==== Material for this exercise

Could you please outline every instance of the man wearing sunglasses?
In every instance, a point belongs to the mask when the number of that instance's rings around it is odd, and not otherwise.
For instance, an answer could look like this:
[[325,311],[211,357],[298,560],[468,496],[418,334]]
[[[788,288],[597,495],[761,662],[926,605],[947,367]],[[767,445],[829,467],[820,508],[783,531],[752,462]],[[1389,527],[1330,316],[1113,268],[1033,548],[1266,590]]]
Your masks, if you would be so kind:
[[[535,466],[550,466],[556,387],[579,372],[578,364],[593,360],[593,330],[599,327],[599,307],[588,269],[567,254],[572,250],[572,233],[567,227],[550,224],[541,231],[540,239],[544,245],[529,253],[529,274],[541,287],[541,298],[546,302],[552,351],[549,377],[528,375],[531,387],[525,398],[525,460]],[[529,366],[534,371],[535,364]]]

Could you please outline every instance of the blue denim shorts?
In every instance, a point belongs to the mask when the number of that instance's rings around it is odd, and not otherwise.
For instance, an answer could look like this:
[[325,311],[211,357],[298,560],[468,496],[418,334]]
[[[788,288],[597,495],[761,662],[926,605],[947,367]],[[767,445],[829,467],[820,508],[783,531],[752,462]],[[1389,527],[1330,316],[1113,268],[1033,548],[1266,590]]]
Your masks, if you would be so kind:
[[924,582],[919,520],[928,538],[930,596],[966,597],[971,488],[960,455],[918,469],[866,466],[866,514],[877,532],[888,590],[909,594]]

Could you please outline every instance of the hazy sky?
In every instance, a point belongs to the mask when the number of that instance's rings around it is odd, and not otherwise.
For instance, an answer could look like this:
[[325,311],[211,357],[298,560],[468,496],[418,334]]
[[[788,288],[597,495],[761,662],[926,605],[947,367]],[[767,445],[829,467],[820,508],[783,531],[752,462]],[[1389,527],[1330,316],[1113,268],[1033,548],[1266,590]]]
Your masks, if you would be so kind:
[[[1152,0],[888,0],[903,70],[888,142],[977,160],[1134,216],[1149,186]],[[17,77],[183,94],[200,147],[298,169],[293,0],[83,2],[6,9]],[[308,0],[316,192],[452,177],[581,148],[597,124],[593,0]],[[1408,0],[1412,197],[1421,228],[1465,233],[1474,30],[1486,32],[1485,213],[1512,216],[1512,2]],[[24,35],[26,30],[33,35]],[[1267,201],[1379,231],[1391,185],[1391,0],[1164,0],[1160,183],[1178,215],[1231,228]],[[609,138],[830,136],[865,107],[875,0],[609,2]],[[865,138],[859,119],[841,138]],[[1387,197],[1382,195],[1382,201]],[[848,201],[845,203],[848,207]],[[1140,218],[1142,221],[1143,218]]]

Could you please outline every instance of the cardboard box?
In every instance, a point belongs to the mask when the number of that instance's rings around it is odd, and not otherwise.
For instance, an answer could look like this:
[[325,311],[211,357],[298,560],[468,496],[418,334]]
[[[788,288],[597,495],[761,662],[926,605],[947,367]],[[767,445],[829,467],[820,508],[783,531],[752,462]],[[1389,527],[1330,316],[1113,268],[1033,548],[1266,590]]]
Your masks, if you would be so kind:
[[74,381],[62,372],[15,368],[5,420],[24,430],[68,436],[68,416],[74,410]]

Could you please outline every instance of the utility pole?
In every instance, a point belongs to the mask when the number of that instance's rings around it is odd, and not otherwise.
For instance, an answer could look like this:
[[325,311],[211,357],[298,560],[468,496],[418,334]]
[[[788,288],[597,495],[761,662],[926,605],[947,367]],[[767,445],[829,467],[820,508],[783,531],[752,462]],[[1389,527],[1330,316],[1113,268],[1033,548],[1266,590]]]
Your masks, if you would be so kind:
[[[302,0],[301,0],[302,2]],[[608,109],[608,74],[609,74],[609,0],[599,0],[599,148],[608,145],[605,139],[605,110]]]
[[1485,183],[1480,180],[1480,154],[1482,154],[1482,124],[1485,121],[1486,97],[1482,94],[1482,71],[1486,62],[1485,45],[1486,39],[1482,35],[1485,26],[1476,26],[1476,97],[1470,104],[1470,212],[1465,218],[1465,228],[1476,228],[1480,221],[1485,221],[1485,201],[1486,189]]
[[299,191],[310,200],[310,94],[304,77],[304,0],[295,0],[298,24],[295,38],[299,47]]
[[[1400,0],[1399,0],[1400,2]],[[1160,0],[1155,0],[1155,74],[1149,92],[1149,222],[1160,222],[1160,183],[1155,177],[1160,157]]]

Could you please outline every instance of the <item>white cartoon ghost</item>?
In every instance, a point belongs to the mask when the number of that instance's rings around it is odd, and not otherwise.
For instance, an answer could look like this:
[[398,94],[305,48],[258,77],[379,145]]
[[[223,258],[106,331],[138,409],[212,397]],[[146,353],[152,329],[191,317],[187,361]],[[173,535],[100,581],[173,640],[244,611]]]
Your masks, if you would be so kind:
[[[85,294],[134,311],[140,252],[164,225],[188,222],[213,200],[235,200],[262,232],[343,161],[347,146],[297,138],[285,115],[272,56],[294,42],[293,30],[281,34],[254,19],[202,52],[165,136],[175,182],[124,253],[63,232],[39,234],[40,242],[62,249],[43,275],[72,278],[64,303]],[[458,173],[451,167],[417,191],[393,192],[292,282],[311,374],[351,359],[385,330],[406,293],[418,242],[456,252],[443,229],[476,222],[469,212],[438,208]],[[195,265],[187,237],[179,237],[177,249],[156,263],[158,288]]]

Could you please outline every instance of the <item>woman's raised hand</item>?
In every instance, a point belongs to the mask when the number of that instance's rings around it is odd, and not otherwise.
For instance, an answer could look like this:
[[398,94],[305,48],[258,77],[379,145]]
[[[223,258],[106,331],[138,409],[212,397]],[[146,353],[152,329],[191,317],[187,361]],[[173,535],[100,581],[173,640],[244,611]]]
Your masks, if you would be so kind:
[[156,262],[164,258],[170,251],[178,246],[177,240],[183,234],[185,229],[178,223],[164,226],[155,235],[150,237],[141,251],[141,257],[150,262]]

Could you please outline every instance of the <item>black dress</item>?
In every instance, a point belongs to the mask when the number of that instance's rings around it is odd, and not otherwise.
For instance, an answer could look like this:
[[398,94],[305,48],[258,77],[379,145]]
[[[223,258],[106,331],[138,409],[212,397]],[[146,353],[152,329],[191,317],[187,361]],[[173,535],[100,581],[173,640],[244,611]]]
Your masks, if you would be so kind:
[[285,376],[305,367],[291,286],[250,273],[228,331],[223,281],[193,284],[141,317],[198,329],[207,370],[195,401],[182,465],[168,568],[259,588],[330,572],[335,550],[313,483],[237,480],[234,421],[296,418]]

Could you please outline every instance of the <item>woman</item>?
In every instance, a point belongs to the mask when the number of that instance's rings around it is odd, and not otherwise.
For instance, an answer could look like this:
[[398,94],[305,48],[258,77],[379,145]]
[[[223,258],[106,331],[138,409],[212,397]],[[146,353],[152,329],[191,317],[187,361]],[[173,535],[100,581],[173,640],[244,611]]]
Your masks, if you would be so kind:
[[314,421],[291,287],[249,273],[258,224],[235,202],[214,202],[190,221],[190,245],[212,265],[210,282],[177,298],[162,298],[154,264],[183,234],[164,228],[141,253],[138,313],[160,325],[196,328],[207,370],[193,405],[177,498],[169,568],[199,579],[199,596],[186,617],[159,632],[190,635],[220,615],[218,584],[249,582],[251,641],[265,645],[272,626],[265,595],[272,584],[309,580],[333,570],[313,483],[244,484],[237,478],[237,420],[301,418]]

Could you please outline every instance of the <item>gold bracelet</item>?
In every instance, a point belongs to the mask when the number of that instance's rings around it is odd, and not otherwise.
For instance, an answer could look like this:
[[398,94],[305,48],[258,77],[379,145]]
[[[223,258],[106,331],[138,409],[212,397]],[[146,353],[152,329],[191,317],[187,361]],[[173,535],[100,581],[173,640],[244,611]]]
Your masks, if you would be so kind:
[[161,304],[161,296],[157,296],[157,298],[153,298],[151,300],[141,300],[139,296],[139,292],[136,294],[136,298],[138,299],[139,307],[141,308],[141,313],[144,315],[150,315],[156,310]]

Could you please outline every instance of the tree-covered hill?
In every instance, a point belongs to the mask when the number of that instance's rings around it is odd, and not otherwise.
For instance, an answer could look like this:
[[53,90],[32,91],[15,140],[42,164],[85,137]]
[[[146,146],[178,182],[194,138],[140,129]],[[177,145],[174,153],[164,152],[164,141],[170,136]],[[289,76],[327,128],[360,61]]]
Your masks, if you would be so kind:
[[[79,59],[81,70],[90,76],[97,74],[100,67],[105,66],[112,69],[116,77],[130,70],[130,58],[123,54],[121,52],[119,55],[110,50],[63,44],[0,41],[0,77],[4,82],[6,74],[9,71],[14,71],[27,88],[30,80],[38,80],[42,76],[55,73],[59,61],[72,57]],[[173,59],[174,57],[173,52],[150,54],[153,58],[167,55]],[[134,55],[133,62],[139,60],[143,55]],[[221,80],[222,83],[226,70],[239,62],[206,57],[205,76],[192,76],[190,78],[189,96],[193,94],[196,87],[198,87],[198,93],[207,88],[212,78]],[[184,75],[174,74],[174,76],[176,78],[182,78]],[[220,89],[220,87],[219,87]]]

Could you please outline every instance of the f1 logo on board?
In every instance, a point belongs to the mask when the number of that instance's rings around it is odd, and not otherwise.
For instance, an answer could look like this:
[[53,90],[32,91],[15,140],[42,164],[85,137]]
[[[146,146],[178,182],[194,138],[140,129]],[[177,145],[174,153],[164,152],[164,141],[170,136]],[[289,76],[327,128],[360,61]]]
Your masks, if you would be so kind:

========

*Exercise instructions*: Copy, word for word, the lines of the records from the line containing "Could you please outline every instance of the f1" up to and including the final line of the records.

*Solution to this task*:
Could you please outline every instance of the f1 logo on board?
In every instance, a point belongs to the mask when the number of that instance's rings around it is odd, and not otherwise.
For instance, an answer could look like this:
[[53,90],[32,91],[15,140],[42,164],[85,137]]
[[[146,146],[178,182],[194,138],[140,129]],[[177,145],[174,153],[164,152],[164,141],[170,136]],[[289,76],[327,128],[360,61]]]
Your masks, if you would be so kind:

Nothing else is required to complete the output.